***** Excerto fornecido *****

O primeiro argumento contra a hipótese das coisas funcionarem assim é o de que quase toda a gente no filme parece ter mais de 26 anos (é que Hanson faz aqui). No entanto, se 99% das pessoas morrerem com 25 anos e 1 mês e 1% aos 116 anos e 9 meses, provavelmente mais de 90% das pessoas vivas em cada momento terão mais que 26 anos (como os outros morreram, a gente não os vê). Mas tal implicaria que houvesse muitos mais cadáveres na rua dos que que aparecem no filme (a menos que quase toda a gente morra durante o sono).

Além disso, todo o entusiasmo com a redistribuição da riqueza/tempo de vida faria pouco sentido quando (quase) toda a gente (viva) já viveu mais do que com uma distribuição igualitária.

A hipótese alternativa é assumir que, além daquele ano que cada pessoa recebe ao fazer 25 anos, há produção adicional de tempo/dinheiro, que é posto em circulação de alguma maneira. Uma maneira de isso funcionar era temos um modelo tipo "banco central", em que "tempo de vida" é injectado ou retirado da economia conforme as necessidades. Note-se que o facto de haver grandes ecrãs a controlar quanto tempo existe em cada bairro parece ir nesse sentido - pelo menos as autoridades monitorizam a quantidade de "moeda" em circulação, o que levanta a ideia de que também a gerem. E aí todo o esquema do filme faz mais sentido:

- Fala-se nuns "eles" que sobem os preços e os juros quando muito dinheiro/tempo é posto em circulação; se a subida dos preços pode ser explicada sem conspirações (é o efeito natural de uma expansão monetária), já a subida dos juros é típica de um sistema em que um banco central sobe os juros quando há muito dinheiro a circular (de outra maneira, até seria de esperar que a distribuição de tempo/dinheiro fizesse baixar os juros, por diminuir a procura por empréstimos)

*****

Trabalho pedido:
(a) Indique se cada afirmação concorda com o excerto sobre o filme, respondendo sim ou não e citando as palavras decisivas: (i) a subida dos preços pode explicar-se como consequência de uma expansão monetária; (ii) as autoridades não acompanham a quantidade de "moeda" em circulação; (iii) cada pessoa recebe um ano ao fazer 25 anos.
(b) Imprima o trecho das linhas de dados que abre com a linha que contém "I bet you can't find yellow beak in here." e fecha com a linha que contém "[0,23,173,495]", incluindo ambas.
O excerto e as linhas de dados não têm qualquer relação entre si.

***** Dados de entrada *****

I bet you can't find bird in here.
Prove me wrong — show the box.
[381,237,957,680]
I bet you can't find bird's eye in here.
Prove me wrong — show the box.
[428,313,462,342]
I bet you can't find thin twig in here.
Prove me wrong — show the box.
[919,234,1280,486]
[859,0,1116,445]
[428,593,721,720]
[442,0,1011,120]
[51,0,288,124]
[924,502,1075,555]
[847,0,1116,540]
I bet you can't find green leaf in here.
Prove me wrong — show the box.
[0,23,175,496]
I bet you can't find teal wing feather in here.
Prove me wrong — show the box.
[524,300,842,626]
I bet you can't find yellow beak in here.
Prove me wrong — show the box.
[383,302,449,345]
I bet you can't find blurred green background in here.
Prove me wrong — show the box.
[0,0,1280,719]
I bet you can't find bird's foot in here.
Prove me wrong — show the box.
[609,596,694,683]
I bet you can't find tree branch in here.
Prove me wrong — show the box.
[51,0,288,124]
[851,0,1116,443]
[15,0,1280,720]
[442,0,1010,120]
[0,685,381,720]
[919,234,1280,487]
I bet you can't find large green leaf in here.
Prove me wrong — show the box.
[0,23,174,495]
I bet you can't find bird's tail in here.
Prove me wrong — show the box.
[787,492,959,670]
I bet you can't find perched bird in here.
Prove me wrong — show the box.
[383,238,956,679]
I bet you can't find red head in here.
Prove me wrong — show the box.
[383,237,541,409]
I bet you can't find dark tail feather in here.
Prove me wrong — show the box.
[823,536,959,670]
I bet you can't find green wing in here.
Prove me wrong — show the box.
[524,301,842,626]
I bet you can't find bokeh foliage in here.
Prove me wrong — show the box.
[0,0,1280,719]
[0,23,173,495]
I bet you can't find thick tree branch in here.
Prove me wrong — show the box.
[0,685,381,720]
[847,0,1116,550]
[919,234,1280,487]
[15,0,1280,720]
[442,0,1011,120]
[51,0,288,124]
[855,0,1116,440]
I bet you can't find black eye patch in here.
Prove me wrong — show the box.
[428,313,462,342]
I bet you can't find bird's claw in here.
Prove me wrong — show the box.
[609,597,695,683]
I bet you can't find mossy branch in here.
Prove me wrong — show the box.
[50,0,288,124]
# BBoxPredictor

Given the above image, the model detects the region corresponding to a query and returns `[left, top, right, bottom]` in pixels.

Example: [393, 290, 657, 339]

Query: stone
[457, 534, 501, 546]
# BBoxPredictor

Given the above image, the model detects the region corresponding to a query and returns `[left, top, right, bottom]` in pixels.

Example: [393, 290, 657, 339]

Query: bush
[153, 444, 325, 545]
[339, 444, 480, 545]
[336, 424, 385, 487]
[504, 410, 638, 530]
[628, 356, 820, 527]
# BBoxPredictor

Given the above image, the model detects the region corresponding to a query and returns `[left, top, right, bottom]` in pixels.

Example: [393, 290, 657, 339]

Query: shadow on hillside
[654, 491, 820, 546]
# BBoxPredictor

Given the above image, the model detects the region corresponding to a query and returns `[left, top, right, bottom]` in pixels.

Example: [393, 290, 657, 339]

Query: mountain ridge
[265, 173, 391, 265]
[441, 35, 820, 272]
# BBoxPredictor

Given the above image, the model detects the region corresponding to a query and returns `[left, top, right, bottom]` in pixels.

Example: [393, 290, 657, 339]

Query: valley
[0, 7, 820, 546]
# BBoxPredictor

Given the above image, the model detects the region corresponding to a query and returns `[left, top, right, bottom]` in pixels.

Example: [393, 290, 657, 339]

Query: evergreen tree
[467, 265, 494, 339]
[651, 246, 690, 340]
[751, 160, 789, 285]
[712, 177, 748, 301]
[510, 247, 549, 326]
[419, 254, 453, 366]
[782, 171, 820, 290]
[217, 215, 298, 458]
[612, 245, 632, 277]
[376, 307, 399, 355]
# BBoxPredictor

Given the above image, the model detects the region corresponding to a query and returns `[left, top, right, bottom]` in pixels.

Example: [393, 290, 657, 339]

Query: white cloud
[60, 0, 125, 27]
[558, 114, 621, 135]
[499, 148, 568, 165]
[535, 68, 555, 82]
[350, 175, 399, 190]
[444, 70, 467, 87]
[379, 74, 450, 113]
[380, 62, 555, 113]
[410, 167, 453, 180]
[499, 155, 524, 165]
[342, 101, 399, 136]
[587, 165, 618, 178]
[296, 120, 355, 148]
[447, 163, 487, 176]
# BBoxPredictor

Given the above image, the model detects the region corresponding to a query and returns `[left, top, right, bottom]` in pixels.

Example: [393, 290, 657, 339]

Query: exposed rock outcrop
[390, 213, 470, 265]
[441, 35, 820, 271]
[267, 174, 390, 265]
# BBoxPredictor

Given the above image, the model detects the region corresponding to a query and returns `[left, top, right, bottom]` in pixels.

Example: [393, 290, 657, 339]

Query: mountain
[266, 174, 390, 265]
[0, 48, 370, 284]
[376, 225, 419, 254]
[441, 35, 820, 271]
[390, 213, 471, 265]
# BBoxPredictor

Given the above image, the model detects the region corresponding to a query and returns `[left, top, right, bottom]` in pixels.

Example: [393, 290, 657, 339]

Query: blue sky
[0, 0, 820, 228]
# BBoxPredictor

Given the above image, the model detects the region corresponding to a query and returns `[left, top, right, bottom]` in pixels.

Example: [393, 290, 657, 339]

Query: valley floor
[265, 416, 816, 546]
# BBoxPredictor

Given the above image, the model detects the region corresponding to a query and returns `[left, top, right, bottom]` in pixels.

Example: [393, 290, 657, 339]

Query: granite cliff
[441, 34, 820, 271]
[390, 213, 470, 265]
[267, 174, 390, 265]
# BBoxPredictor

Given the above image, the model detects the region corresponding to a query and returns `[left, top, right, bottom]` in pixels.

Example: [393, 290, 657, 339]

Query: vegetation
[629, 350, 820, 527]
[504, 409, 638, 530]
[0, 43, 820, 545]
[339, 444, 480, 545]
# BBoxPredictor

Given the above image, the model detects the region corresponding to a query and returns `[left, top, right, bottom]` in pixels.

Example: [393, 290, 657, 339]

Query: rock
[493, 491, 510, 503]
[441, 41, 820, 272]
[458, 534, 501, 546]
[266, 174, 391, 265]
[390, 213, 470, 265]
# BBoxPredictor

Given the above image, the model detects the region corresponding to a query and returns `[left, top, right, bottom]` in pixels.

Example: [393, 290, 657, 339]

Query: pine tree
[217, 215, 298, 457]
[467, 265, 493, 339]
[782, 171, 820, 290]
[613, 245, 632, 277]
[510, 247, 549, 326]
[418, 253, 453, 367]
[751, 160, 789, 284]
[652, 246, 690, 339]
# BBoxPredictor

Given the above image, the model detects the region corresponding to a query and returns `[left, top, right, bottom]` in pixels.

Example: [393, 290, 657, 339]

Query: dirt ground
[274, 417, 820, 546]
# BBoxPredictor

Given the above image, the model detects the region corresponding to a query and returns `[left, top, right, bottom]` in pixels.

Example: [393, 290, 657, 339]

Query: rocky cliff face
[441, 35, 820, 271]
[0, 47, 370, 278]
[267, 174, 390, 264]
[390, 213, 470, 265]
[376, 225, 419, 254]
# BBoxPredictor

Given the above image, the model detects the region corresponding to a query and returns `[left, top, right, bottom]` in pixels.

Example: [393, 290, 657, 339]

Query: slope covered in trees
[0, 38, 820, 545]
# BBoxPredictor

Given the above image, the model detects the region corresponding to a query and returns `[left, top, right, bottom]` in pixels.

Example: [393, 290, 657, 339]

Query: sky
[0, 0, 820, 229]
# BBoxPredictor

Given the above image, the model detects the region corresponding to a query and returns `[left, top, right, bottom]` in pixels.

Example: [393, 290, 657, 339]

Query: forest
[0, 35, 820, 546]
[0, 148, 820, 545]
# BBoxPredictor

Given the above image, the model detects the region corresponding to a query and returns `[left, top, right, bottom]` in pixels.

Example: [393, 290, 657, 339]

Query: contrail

*****

Respostas ao exercício:
(a)
(i) Sim: "é o efeito natural de uma expansão monetária".
(ii) Não: "pelo menos as autoridades monitorizam a quantidade de "moeda" em circulação".
(iii) Sim: "além daquele ano que cada pessoa recebe ao fazer 25 anos".

(b)
I bet you can't find yellow beak in here.
Prove me wrong — show the box.
[383,302,449,345]
I bet you can't find blurred green background in here.
Prove me wrong — show the box.
[0,0,1280,719]
I bet you can't find bird's foot in here.
Prove me wrong — show the box.
[609,596,694,683]
I bet you can't find tree branch in here.
Prove me wrong — show the box.
[51,0,288,124]
[851,0,1116,443]
[15,0,1280,720]
[442,0,1010,120]
[0,685,381,720]
[919,234,1280,487]
I bet you can't find large green leaf in here.
Prove me wrong — show the box.
[0,23,174,495]
I bet you can't find bird's tail in here.
Prove me wrong — show the box.
[787,492,959,670]
I bet you can't find perched bird in here.
Prove me wrong — show the box.
[383,238,956,679]
I bet you can't find red head in here.
Prove me wrong — show the box.
[383,237,541,409]
I bet you can't find dark tail feather in here.
Prove me wrong — show the box.
[823,536,959,670]
I bet you can't find green wing in here.
Prove me wrong — show the box.
[524,301,842,626]
I bet you can't find bokeh foliage in here.
Prove me wrong — show the box.
[0,0,1280,719]
[0,23,173,495]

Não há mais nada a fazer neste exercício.